> **Assignment**
Reproduce every entry exactly as shown.

=== Source data ===

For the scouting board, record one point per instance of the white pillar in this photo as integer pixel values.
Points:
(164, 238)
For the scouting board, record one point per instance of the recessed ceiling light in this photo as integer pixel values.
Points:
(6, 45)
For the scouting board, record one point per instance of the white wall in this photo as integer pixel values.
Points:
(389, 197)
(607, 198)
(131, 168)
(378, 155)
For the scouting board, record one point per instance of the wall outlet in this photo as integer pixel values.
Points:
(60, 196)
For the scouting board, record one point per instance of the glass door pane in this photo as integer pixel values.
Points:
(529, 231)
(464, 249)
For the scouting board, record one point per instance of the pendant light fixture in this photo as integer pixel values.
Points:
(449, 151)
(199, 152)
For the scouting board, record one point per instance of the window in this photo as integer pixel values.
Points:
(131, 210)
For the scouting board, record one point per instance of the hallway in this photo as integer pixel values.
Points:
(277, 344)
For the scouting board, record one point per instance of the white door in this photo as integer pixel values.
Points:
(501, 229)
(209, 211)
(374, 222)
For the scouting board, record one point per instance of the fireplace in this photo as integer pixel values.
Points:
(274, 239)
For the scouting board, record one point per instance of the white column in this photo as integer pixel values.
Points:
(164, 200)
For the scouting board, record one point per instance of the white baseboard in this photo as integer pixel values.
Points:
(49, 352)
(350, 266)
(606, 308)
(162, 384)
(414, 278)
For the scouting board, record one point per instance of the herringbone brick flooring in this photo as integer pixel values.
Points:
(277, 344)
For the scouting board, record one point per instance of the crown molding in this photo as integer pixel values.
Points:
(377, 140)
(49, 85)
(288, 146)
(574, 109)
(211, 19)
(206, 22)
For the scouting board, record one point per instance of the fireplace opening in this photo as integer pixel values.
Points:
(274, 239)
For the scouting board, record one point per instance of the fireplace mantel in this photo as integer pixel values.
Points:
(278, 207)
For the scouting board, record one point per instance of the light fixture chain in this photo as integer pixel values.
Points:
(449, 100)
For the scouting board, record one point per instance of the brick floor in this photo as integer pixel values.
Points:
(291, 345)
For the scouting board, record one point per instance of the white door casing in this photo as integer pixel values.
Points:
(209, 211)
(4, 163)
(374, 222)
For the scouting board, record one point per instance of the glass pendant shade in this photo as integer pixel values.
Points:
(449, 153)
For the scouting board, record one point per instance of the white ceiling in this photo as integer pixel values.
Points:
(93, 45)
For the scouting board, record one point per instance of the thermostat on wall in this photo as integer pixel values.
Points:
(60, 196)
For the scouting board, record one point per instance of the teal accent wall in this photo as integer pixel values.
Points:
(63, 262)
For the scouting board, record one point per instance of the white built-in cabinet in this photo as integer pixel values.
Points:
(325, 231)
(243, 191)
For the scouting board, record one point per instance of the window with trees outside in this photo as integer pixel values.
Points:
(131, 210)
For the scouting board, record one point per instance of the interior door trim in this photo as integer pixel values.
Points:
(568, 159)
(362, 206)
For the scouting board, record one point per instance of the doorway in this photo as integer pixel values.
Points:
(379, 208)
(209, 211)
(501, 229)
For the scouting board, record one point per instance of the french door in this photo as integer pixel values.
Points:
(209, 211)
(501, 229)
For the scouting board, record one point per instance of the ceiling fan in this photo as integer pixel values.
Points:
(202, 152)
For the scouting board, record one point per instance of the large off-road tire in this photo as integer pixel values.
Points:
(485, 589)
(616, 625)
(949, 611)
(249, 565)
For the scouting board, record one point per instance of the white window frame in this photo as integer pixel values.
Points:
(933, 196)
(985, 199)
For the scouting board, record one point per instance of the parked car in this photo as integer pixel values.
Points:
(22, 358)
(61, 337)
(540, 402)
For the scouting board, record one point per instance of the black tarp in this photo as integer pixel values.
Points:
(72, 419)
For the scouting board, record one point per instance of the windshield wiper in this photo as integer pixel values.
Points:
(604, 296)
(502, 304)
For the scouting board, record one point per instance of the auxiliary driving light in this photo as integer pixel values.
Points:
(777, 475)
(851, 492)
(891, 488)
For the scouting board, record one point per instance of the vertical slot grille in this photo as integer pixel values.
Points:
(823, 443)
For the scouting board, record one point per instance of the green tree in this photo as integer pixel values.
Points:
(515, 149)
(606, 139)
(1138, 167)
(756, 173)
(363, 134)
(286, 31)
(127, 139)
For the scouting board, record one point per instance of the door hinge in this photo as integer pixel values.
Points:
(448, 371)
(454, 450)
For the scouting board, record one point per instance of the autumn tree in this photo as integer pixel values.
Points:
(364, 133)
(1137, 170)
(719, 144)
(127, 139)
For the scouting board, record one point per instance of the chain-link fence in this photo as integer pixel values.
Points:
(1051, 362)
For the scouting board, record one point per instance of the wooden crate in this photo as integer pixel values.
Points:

===

> **Output below**
For the scouting board, record one point per instance of the white pillar in this photo as integer pixel values.
Points:
(164, 238)
For the scouting board, record one point per instance of the recessed ceiling light in this photo as integer pixel values.
Points:
(6, 45)
For the scouting board, record one point per instance of the white wall in this photo as integer pixel values.
Points:
(389, 197)
(607, 198)
(131, 168)
(378, 155)
For the scouting board, record one point per instance of the wall outlet in this photo as integer pixel values.
Points:
(60, 196)
For the scouting board, record one point per instance of the glass door pane in this photo as integer pixel values.
Points:
(529, 231)
(464, 249)
For the scouting board, record one point per instance of the pendant light fixture in this photo as integer pixel values.
Points:
(449, 151)
(199, 152)
For the scouting board, record one point per instance of the window in this photo as integer pixel values.
Points:
(131, 210)
For the scouting board, record one point per instance of the hallway in this photo as integer pixel values.
Points:
(277, 344)
For the scouting board, record one point per instance of the white door in this photo as integer pixel values.
Points:
(501, 229)
(209, 211)
(374, 222)
For the scouting board, record one point per instance of the fireplace in this photo as integer pixel values.
Points:
(274, 239)
For the scouting board, record one point per instance of the white column in this photo as integer pixel values.
Points:
(164, 200)
For the scouting board, record one point per instance of the white baseboard in this photo as integer pixel values.
Points:
(49, 352)
(350, 266)
(606, 308)
(162, 384)
(414, 278)
For the scouting board, record one point per instance of the herringbone brick flooring in this photo as integer pixel values.
Points:
(277, 344)
For the scouting board, record one point per instance of the crown molding in this photo as integer pixel values.
Points:
(377, 140)
(49, 85)
(288, 146)
(574, 109)
(211, 19)
(206, 22)
For the scouting board, record one point per instance of the fireplace opening in this photo as integer pixel values.
Points:
(274, 239)
For the scouting board, record one point per instance of the fireplace mantel in this photo as integer pixel values.
Points:
(278, 207)
For the scouting board, record one point per instance of the light fixture chain in this photo as integer pixel values.
Points:
(449, 100)
For the scouting board, record one point per instance of the brick floor in this photo as integer pixel values.
Points:
(291, 345)
For the scouting board, record one point per instance of the white door casing in this photo as integer pixel values.
Points:
(209, 211)
(4, 163)
(374, 222)
For the scouting board, record one point per instance of the glass pendant shade in this photo as integer pixel values.
Points:
(449, 153)
For the scouting board, record one point per instance of the white ceiling in this photo as integer pixel values.
Points:
(93, 45)
For the scouting board, record one point per instance of the thermostat on wall in this photo as integer pixel values.
Points:
(60, 196)
For the scouting board, record one point per instance of the teal accent wall in this photo as integer pixel values.
Points:
(63, 262)
For the scouting board, record one point per instance of the white built-in cabinet in this photo as integer pixel values.
Points:
(325, 231)
(243, 191)
For the scouting board, record one point per instance of the window with trees outside in this photo as integer pixel values.
Points:
(131, 210)
For the scouting board, record one point per instance of the interior door trim in this photo as integer pixel values.
Points:
(568, 159)
(362, 206)
For the scouting board, record one point per instance of the doorway in this photo as integer pixel values.
Points:
(379, 208)
(209, 211)
(501, 229)
For the scouting board, record one point per instance of the french door in this photo as integer pixel values.
Points:
(209, 211)
(501, 229)
For the scouting board, record one point per instance of the ceiling fan in this photo as integer pixel values.
Points:
(202, 152)
For the scouting board, record one point per instance of the large off-road tire in this photo as integer pixel values.
Points:
(485, 589)
(616, 625)
(949, 611)
(249, 565)
For the scouting board, record one point per instance of the white window frame in this photo as integer pixel values.
Points:
(933, 196)
(985, 199)
For the scouting board, record one point per instance of the parked car in this photo as integer pixel values.
Points:
(22, 358)
(61, 337)
(540, 402)
For the scouting board, record one point per instance of the black tarp in this photo as integer pixel values.
Points:
(72, 419)
For the scouting board, record one point per instance of the windshield wiper in this photo as integer pixel values.
Points:
(604, 296)
(502, 304)
For the scouting board, record one point per instance of the auxiliary driving light in this photo as integer pixel values.
Points:
(777, 475)
(851, 492)
(891, 488)
For the scouting board, record one point per instance of the vertical slot grille in this photo as integer pixel values.
Points:
(823, 443)
For the scouting board, record one point per instance of the green tree in this photo as integer pixel values.
Points:
(515, 149)
(606, 139)
(1138, 167)
(756, 173)
(363, 134)
(286, 31)
(127, 139)
For the scouting board, record one point per instance of the door hinge in this photo as integer pixel values.
Points:
(448, 371)
(454, 450)
For the scouting board, record one point per instance of the autumn tree in this photo as integer pixel values.
Points:
(364, 133)
(1137, 170)
(719, 144)
(127, 139)
For the scouting board, record one point per instance of the chain-link fence in this photo as integer pixel values.
Points:
(1051, 362)
For the scouting board, record one point per instance of the wooden crate in this photo as integer pixel values.
Points:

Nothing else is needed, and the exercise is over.